Pull every line of text from the data below, word for word, and leave the pictures out.

+===+

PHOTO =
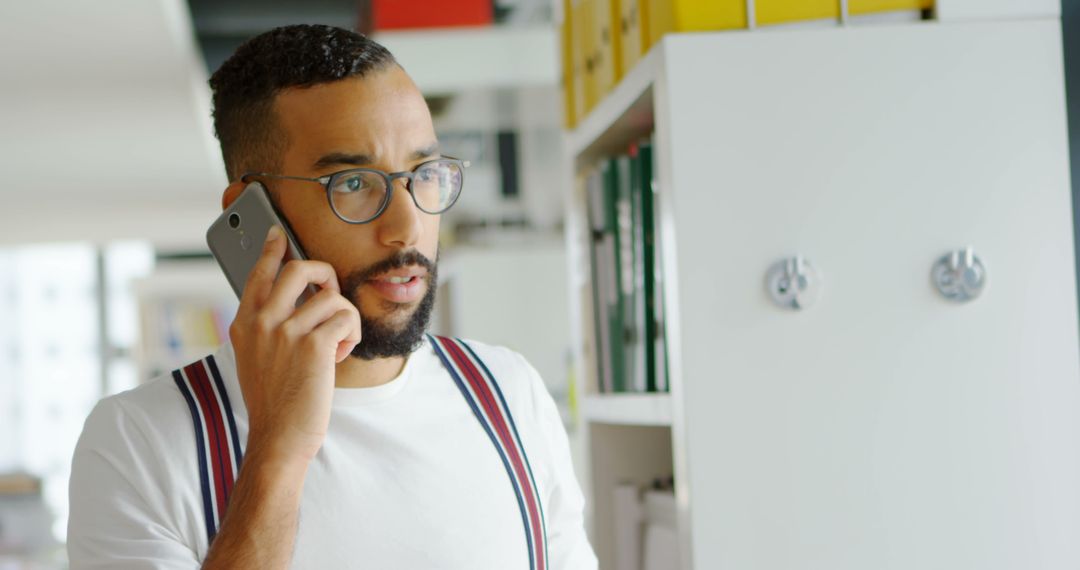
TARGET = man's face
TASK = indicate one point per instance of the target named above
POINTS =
(380, 121)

+===+

Answer in full:
PHOTO =
TARGET = man's face
TASK = indicate one point per instance of the target named above
POINTS =
(380, 121)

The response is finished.